Click here to Skip to main content
65,938 articles
CodeProject is changing. Read more.
Articles / Languages / Java / Java8

Collectors Part 1 – Reductions and Short-Circuiting Operations‏

5.00/5 (2 votes)
14 Aug 2014CPOL6 min read 9.7K  
Reductions and Short-Circuiting Operations

In the first couple of articles, we looked at streams. We saw that we could take something simple such as a list of countries, filter or map their names and then print them via a foreach. We then looked at ranges/loops and generators as a way of supplying values as an alternative to a predefined list.

Although we didn’t explicitly mention this, a stream can be divided into 3 distinct parts:

  1. A source operation such as a supplier or a generator which pushes elements into our stream via a spliterator.
  2. Optional intermediate steps: these can filter values, sort values, map values, affect the stream’s processing (such as go parallel) and so on.

################

== Instruction 1 ==
Return each line of the records that contains the string "green".
The article and the records are unrelated to each other.

################

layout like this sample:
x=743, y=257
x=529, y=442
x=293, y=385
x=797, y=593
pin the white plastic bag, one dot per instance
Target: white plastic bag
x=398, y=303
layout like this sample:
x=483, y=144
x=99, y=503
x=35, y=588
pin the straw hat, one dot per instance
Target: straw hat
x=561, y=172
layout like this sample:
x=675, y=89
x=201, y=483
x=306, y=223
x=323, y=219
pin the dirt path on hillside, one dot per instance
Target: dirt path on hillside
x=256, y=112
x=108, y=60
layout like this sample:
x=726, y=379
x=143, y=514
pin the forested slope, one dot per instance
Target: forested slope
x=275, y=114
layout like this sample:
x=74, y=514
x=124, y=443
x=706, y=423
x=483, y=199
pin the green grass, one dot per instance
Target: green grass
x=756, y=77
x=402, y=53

################

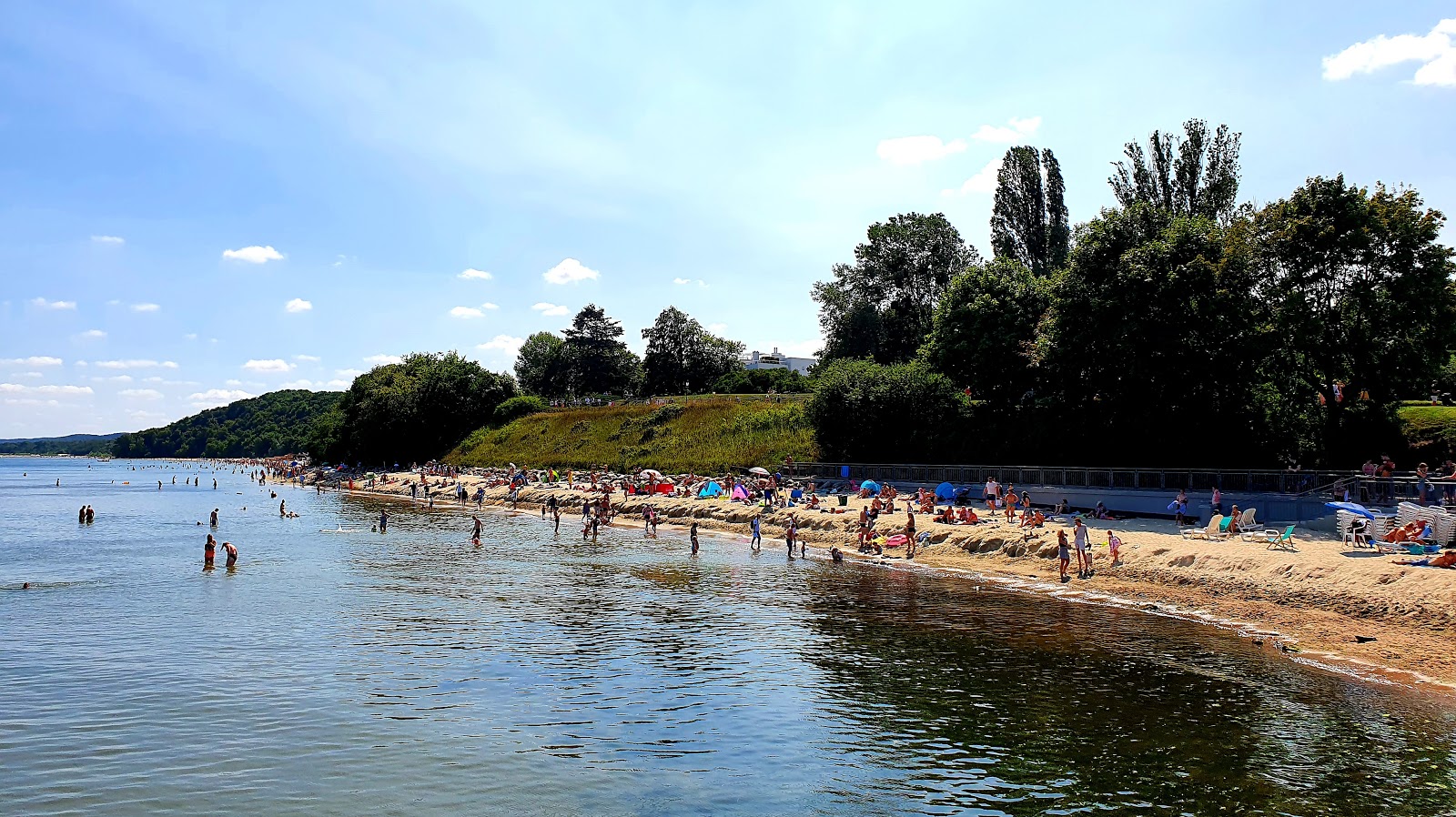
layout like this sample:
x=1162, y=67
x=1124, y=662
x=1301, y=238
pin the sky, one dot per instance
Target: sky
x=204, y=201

################

== Instruction 2 ==
In the Java collectors article, repeat the passage that opens with the words "Collectors Part 1" and closes with "via a spliterator.", substituting "cities" for "countries".

== Final answer 1 ==
pin the green grass, one dot per instance
Target: green grass

== Final answer 2 ==
Collectors Part 1 – Reductions and Short-Circuiting Operations‏

5.00/5 (2 votes)
14 Aug 2014CPOL6 min read 9.7K  
Reductions and Short-Circuiting Operations

In the first couple of articles, we looked at streams. We saw that we could take something simple such as a list of cities, filter or map their names and then print them via a foreach. We then looked at ranges/loops and generators as a way of supplying values as an alternative to a predefined list.

Although we didn’t explicitly mention this, a stream can be divided into 3 distinct parts:

  1. A source operation such as a supplier or a generator which pushes elements into our stream via a spliterator.